═══ GIVEN DATA ═══

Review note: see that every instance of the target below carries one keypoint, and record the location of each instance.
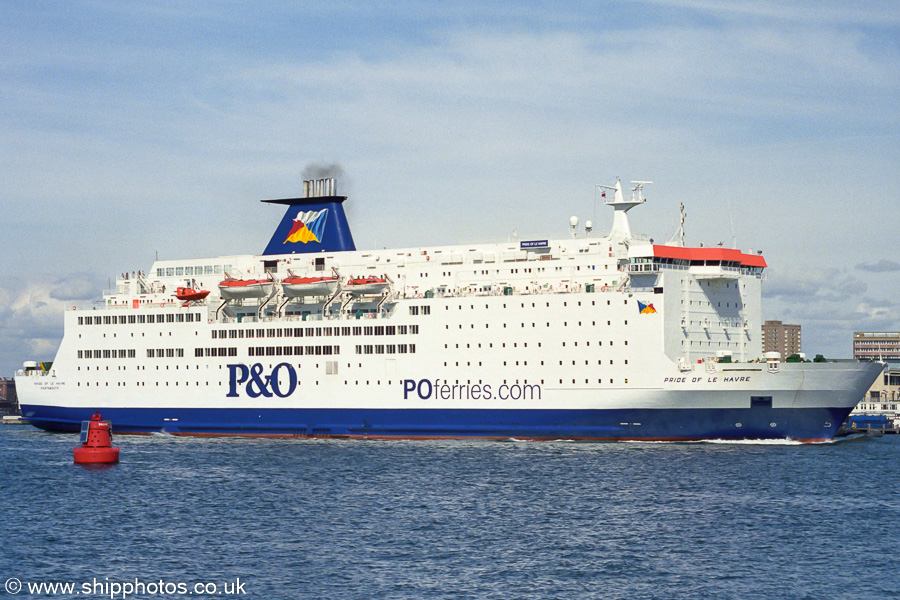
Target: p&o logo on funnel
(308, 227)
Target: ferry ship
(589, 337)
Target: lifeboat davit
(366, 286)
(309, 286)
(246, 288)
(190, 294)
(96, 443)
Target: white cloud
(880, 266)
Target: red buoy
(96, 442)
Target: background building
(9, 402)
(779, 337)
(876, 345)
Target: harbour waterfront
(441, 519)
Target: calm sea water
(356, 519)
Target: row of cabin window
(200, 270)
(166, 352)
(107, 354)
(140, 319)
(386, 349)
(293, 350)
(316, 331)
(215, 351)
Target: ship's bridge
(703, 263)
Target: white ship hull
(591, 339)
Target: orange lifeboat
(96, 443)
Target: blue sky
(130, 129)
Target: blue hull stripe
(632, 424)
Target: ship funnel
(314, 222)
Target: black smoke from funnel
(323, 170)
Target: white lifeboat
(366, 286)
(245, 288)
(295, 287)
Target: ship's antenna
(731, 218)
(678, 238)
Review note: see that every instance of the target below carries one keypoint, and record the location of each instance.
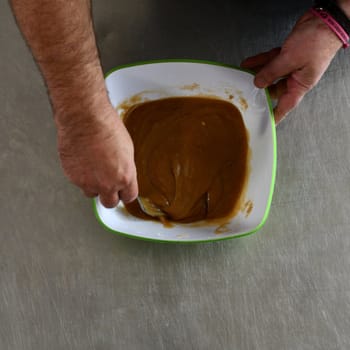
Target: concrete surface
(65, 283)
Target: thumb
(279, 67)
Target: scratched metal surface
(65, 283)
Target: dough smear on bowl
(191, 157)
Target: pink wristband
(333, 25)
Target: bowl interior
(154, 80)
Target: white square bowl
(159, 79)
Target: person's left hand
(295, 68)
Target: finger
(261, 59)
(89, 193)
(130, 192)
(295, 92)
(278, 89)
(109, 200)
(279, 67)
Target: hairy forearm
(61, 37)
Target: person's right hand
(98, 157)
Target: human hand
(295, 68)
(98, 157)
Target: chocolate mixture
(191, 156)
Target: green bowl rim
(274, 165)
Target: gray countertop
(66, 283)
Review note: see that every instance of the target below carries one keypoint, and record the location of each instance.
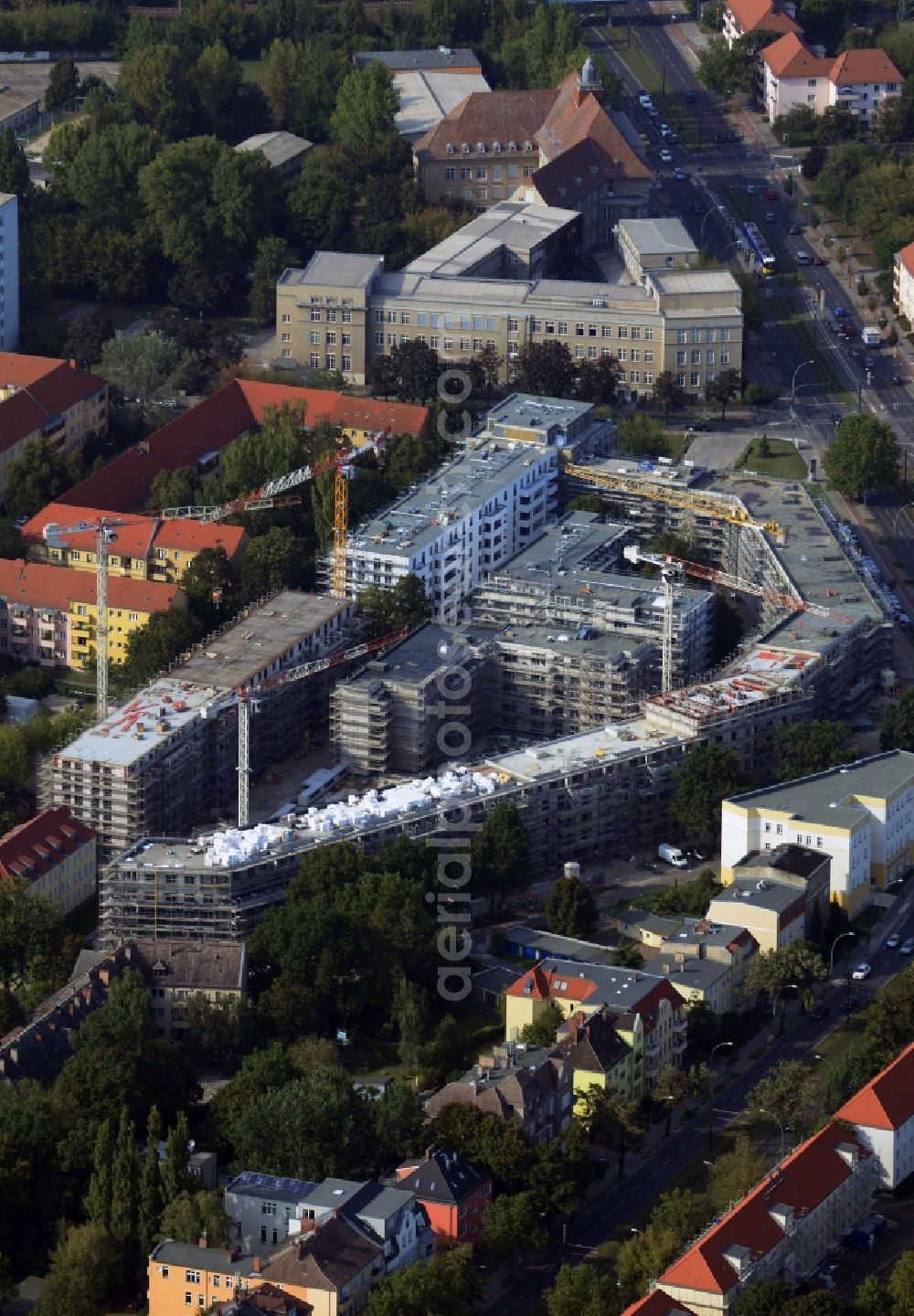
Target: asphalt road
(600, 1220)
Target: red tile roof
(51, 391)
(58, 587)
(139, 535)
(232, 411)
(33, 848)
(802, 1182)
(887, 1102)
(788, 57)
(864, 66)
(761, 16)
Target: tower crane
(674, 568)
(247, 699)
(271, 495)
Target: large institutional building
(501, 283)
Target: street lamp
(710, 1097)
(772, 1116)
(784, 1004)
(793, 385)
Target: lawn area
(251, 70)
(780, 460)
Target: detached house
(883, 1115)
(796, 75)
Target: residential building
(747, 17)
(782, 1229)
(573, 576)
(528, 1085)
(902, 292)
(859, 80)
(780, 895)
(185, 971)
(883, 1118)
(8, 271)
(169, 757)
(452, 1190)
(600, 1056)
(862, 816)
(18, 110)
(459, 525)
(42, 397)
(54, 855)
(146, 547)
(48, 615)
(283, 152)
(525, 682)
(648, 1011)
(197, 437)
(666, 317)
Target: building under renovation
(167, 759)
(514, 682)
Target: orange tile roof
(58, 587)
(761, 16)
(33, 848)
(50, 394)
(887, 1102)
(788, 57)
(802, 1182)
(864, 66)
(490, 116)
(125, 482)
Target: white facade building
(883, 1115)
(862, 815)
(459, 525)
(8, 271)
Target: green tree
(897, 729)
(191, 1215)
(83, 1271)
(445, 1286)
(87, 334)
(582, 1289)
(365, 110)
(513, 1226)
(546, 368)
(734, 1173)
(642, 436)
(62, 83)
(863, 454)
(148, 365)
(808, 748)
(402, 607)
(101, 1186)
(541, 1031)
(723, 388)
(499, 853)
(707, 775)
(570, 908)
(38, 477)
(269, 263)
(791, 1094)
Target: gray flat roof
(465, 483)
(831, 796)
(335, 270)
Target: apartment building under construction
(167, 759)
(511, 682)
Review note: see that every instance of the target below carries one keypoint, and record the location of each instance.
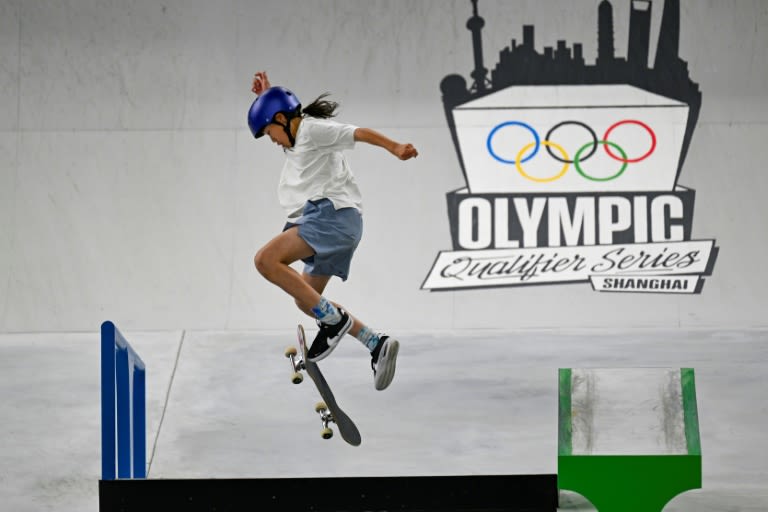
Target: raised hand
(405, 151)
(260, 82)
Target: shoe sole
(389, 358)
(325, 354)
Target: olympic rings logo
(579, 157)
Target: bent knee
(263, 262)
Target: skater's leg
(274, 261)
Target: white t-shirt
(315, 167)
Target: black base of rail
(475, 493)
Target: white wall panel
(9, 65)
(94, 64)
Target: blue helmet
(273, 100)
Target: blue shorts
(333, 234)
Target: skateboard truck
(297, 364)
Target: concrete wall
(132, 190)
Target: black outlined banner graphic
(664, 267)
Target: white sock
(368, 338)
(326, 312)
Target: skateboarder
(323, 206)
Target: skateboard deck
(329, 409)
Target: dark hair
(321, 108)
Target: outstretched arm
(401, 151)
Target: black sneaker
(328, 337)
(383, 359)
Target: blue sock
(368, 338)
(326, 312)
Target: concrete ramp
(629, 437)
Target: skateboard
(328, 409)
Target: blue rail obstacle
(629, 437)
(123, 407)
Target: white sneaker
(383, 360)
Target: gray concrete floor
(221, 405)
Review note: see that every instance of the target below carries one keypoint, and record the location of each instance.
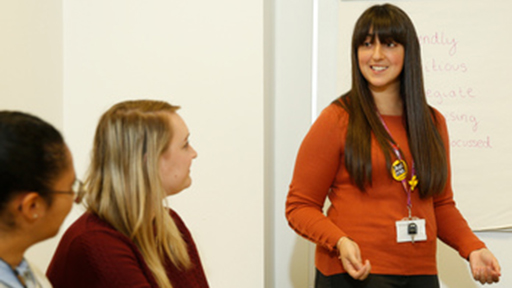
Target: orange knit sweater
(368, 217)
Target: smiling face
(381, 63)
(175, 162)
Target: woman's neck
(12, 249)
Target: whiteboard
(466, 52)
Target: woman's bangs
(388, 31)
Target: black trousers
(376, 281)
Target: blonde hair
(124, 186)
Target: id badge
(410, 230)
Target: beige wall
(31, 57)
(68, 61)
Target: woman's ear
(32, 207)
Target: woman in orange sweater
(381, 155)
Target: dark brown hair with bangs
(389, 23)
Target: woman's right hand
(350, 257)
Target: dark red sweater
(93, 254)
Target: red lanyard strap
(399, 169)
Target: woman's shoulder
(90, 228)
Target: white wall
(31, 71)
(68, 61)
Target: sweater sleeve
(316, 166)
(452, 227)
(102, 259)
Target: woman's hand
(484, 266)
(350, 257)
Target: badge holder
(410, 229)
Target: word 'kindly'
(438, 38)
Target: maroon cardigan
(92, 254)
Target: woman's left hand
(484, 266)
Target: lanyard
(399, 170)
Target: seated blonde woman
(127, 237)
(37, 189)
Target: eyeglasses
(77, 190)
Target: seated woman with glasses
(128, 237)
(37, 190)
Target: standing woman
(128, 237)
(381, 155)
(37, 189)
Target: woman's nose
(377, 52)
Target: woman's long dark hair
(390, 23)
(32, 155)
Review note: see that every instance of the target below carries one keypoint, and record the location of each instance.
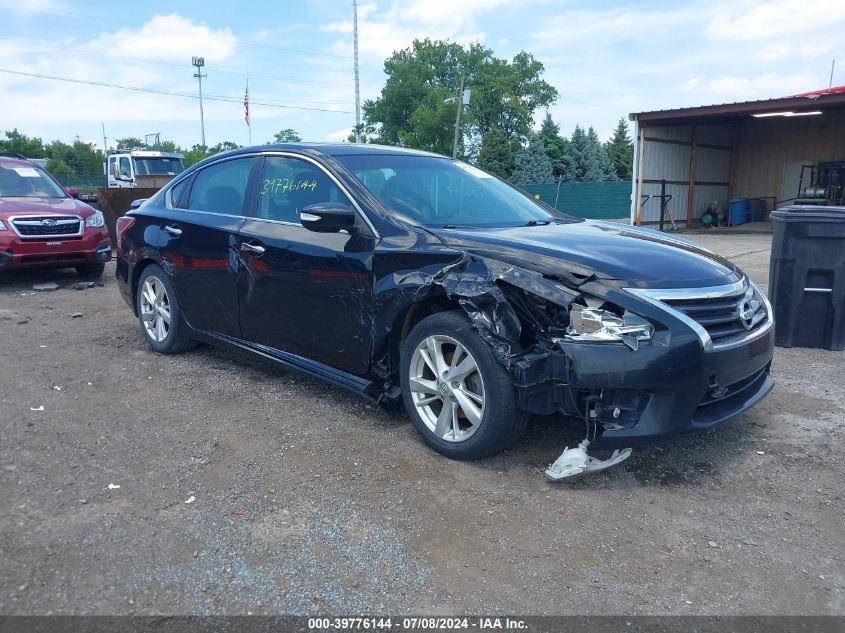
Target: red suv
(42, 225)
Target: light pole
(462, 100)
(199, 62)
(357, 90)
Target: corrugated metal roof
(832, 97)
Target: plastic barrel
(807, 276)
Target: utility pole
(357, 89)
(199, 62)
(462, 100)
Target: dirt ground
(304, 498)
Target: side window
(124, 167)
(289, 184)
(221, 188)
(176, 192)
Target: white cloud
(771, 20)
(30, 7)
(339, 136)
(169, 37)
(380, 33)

═══

WORK TO COMPLETE: Excluding the pictures, restate word for word the lines from the one that holds "Target: dark red sweater" through the last line of the entries, both ends included.

SOLUTION:
Target: dark red sweater
(93, 254)
Target: red lanyard strap
(399, 169)
Target: woman's shoulder
(90, 228)
Target: white wall
(31, 71)
(68, 61)
Target: sweater sleeve
(316, 166)
(452, 227)
(102, 259)
Target: woman's hand
(484, 266)
(350, 257)
Target: badge holder
(410, 229)
Target: word 'kindly'
(438, 38)
Target: maroon cardigan
(92, 254)
Target: woman's left hand
(484, 266)
Target: lanyard
(399, 170)
Target: seated blonde woman
(127, 237)
(37, 189)
Target: eyeglasses
(77, 190)
Target: seated woman with glasses
(128, 237)
(37, 190)
Target: standing woman
(128, 237)
(381, 155)
(37, 189)
Target: woman's nose
(377, 52)
Target: woman's long dark hair
(390, 23)
(32, 155)
Review note: see that every instance of the target below carries one keypoint, and record the location of each instance.
Target: red suv
(42, 225)
Target: light pole
(462, 100)
(199, 62)
(357, 90)
Target: corrugated metal roof
(832, 97)
Target: plastic barrel
(807, 276)
Target: utility pole
(357, 89)
(199, 62)
(462, 100)
Target: dirt ground
(304, 498)
Target: side window
(124, 167)
(289, 184)
(221, 188)
(176, 192)
Target: white cloud
(771, 20)
(30, 7)
(339, 136)
(169, 37)
(380, 33)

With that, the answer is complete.